• **GOAL**:
Could you render the material below as a numbered list, skipping any blank lines?
<<<<
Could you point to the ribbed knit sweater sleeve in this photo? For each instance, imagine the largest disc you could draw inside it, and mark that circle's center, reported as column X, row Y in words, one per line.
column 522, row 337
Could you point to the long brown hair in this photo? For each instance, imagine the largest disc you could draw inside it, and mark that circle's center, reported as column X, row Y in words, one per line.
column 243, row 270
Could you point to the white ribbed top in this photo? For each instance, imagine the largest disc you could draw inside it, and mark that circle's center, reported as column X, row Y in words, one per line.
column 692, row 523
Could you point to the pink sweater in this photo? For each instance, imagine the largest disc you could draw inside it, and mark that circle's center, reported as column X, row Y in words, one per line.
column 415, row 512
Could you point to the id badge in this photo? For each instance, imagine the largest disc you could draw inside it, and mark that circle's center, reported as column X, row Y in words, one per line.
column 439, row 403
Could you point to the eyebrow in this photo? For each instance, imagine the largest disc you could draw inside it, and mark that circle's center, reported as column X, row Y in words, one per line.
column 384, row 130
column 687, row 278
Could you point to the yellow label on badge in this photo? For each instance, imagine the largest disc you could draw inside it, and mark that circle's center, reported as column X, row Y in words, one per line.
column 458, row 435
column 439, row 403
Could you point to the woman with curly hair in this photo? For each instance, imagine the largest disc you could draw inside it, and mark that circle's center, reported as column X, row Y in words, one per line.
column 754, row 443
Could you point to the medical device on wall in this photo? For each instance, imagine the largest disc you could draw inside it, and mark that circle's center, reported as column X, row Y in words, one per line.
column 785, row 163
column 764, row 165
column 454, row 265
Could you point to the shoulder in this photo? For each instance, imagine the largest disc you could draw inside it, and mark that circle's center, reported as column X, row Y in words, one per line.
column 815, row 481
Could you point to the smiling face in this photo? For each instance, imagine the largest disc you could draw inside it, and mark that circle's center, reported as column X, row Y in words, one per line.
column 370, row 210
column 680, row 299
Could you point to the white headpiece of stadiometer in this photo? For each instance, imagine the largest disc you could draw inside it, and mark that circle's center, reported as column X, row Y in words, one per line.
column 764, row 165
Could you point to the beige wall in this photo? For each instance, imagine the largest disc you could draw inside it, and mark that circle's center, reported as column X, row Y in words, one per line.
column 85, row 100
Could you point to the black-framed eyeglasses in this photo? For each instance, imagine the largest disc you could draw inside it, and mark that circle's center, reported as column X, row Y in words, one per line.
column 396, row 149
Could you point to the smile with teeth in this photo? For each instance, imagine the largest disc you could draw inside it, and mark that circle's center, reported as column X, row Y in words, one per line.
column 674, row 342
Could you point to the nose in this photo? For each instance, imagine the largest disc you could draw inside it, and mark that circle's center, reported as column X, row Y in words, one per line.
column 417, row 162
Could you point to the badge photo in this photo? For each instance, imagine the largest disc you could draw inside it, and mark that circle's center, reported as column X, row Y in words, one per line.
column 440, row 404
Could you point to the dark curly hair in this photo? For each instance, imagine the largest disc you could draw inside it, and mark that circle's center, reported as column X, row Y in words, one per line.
>>>>
• **SOLUTION BELOW**:
1. Could you point to the ribbed knit sweater sleeve in this photo? For each instance, imagine the largest disc you could draw inside it, and mark that circle's center, reported as column X, row Y in words, one per line.
2. column 522, row 337
3. Could you point to the long brown hair in this photo? For each instance, imagine the largest disc you could draw inside it, and mark that circle's center, reported as column X, row Y in words, one per line.
4. column 243, row 270
5. Could you point to the white ribbed top in this photo? For each instance, imagine the largest disc you could draw inside it, and mark that circle's center, reported as column X, row Y in words, one per line.
6. column 692, row 523
7. Could you point to the pink sweater in this photo? For each instance, imagine the largest disc you could draw inside it, and mark that circle's center, reported as column X, row Y in words, one per line.
8. column 415, row 512
9. Could you point to the id badge in this photo? For each instance, imagine the largest disc you could draw inside it, and mark that circle's center, reported as column X, row Y in words, one per line.
10. column 439, row 403
11. Could you point to the eyebrow in this photo? For each instance, imagine the largest disc you could draw inside it, and mark that circle's center, reported as column X, row Y in words, one per line.
12. column 384, row 130
13. column 687, row 278
14. Could you point to the yellow label on badge in this photo? For each instance, imagine the largest disc you could draw inside it, and mark that circle's center, reported as column X, row Y in words, one per line.
15. column 458, row 435
16. column 439, row 403
17. Could you point to the woman with curly hair in this photo? For each instance, imagine the largest disc you could draw inside it, and mark that circle's center, reported as column X, row Y in words, one per line.
18. column 754, row 443
19. Could you point to the medical device on wall in this photo? For each instance, imagine the largest disc you could draw inside it, and mark that circle's center, reported as column X, row Y in words, one per line.
20. column 785, row 163
21. column 764, row 165
22. column 454, row 265
23. Could you point to the shoulder in this photo? For each instance, imagine the largest disc you could draw inside it, and mark that circle's center, reported as column X, row Y in words, one per line.
24. column 815, row 481
25. Could you point to the smiling face in this photo? For each instance, imagine the largest disc you could draw inside it, and mark that circle's center, reported as column X, row Y in words, one per line.
26. column 370, row 210
27. column 680, row 299
28. Could you point to the white headpiece of stadiometer in this photo? For each instance, imagine the largest disc you could draw inside it, and mark that circle's center, reported as column X, row Y in words, one per line.
29. column 764, row 165
30. Could you point to the beige wall in this photo? For each instance, imagine the largest disc you could draw inside it, and mark that circle's center, reported as column X, row Y in words, one per line.
31. column 85, row 100
32. Could you point to the black-framed eyeglasses in this photo? For each instance, imagine the largest disc you could draw inside it, and mark that circle's center, reported as column X, row Y in words, one per line.
33. column 396, row 149
34. Could you point to the smile with teeth in this photo? For each instance, imagine the largest disc you could draw inside it, and mark that circle's center, reported as column X, row Y in words, one per line.
35. column 674, row 342
36. Could you point to the nose in this photo? For each instance, imagine the largest disc you could draw inside it, and mark that circle's center, reported as column X, row Y in words, one per line.
37. column 417, row 162
38. Could you point to the badge photo in this photo? For each instance, imagine the largest disc you could draw inside it, and mark that circle's center, reported as column X, row Y in words, one per line.
39. column 440, row 404
40. Could you point to the dark curly hair in this photo? For each instance, imagine the largest disc you could draw inside it, and mark that circle's center, reported as column X, row Y in words, one per line.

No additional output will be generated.